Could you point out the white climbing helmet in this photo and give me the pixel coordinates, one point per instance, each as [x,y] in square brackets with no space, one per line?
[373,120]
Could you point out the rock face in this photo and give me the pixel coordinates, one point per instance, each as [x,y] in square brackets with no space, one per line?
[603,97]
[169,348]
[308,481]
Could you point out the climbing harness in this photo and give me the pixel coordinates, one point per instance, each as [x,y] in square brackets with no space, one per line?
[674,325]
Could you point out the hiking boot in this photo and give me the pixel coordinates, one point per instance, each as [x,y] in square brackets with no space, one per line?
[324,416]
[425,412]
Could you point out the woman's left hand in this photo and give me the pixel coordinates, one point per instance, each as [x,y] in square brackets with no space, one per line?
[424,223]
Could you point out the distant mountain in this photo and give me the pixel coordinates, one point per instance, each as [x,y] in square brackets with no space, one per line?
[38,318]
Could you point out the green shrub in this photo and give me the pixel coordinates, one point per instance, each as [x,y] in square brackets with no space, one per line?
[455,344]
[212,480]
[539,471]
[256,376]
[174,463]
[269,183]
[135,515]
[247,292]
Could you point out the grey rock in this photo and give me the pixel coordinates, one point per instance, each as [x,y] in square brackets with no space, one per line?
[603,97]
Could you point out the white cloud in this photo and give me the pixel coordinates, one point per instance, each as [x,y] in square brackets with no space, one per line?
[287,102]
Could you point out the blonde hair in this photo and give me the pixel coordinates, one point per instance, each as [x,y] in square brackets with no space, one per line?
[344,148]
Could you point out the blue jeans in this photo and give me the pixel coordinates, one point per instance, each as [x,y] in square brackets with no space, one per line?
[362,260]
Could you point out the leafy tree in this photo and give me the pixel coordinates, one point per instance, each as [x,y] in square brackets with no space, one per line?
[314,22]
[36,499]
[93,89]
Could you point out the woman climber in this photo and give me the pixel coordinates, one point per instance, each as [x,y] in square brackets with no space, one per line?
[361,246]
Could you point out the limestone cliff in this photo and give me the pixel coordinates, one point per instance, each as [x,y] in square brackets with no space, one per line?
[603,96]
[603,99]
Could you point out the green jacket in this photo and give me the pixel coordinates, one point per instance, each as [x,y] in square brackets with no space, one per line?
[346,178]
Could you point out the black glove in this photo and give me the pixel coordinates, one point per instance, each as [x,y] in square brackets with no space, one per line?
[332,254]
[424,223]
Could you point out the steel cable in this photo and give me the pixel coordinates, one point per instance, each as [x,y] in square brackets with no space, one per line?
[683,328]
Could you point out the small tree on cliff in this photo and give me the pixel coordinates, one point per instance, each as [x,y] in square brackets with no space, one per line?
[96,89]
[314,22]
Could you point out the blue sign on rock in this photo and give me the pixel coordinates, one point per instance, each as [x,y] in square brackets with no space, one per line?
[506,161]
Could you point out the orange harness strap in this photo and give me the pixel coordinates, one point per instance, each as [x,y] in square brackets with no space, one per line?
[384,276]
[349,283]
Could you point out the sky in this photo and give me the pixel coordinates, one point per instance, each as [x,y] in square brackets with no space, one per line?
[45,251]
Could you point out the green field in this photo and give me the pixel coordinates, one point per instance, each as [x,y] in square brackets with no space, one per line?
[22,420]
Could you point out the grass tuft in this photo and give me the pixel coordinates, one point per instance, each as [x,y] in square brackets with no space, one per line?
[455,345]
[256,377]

● ● ● ●

→ **What you have to do**: Would you copy out each line exactly as written?

→ **Written solution**:
Could you point out the white climbing helmet in this photo and give me the pixel coordinates, one point per instance, each as [x,y] in square brackets with no space, one per line?
[373,120]
Could you point out the rock face in this photo and give me the pixel coordinates, one point per instance, each as [x,y] in square brackets with no space, one per line?
[603,97]
[169,348]
[308,481]
Could you point out the climbing harness in this photo and give me the pixel coordinates, one point per instance, each as [x,y] in square brackets with no space, one per line?
[674,325]
Could you point out the hiking boot in this photo and give me the pixel coordinates, one point per instance, each as [x,y] in square brackets with no space, one per line?
[324,416]
[425,412]
Could you point out the woman's left hand in this photo and give me the pixel coordinates, one point per instance, each as [x,y] in square brackets with no space, one per line?
[424,223]
Could you point out the distant mountain in this photo and give me the pixel coordinates, one point per instance, each as [x,y] in square brackets with no space, one per line?
[38,318]
Could you point out the green shrub in this photo and give me the pixel coordinates, one point per instance, each as [x,y] in square brackets with no space, one per line?
[455,344]
[212,480]
[539,471]
[256,376]
[174,463]
[269,183]
[135,515]
[247,292]
Could you point out the grey rock in this photo and give me the pixel coordinates, one point per instance, each as [x,y] in square brackets with no space, one per line?
[603,97]
Could you point out the white cloud in this photo and give me the pixel coordinates, one point per instance, each as [x,y] in square brackets with no space, one per line?
[287,102]
Could you point out the blonde hair in this photo and give me the pixel coordinates, one point per instance, each as [x,y] in square brackets with no space, one per line?
[344,148]
Could you point out the blue jeans in this photo and give me the pixel coordinates, one point per instance, each as [x,y] in square brackets with no space, one per line?
[362,260]
Could you point out the leafy tree in this photo and give me the pixel coordinates, one point per instance, each as [x,y] in square brackets with no space, one per line?
[314,22]
[36,499]
[93,89]
Could you point out the woman climber in this photo and give me the pixel coordinates, one point per instance, each as [x,y] in square brackets with no space, one per line?
[361,246]
Could you point out the limestone cliff in this photo and give me the pixel coordinates, one point per instance, each as [x,y] in square brackets with no space, one per line?
[603,96]
[603,99]
Could you point out the green jacket in this photo and give me the pixel coordinates, one point per instance, each as [x,y] in square brackets with no space, one per line?
[346,178]
Could you point out the black glove in this photo and give me the pixel coordinates, one point per instance, each as [x,y] in square brackets with no space, one per line?
[332,254]
[424,223]
Could you point out the steel cable in this photo and give me the pixel coordinates, one point per instance, each as [x,y] in square brackets with no space, one per line?
[683,328]
Could you point out the small tree on cliff in this photo and give me the pixel coordinates, one point per instance, each as [x,y] in square brackets with no space, one per line?
[96,89]
[314,22]
Could you point out the blue sign on rock in this photo and give me the pixel coordinates, one point per instance, each as [x,y] in square brackets with no space, one per line?
[506,161]
Could you point out the orange harness strap in this photo and give me the pixel coordinates, one point per instance, each as [x,y] in square brackets with no space, one per line?
[384,276]
[349,283]
Could you point out the sky in this photo and give me the pixel coordinates, one point per instance, each as [x,y] in square brackets with no space, one per line?
[45,251]
Could you point out the green field in this photo and give me the pixel coordinates, one point per instance, each as [x,y] in square brackets with no space, one per line?
[22,420]
Could you point out the grass tuft in this photo and give me the pixel coordinates, one point per instance, each as [x,y] in square brackets with no space, one per line?
[455,345]
[256,377]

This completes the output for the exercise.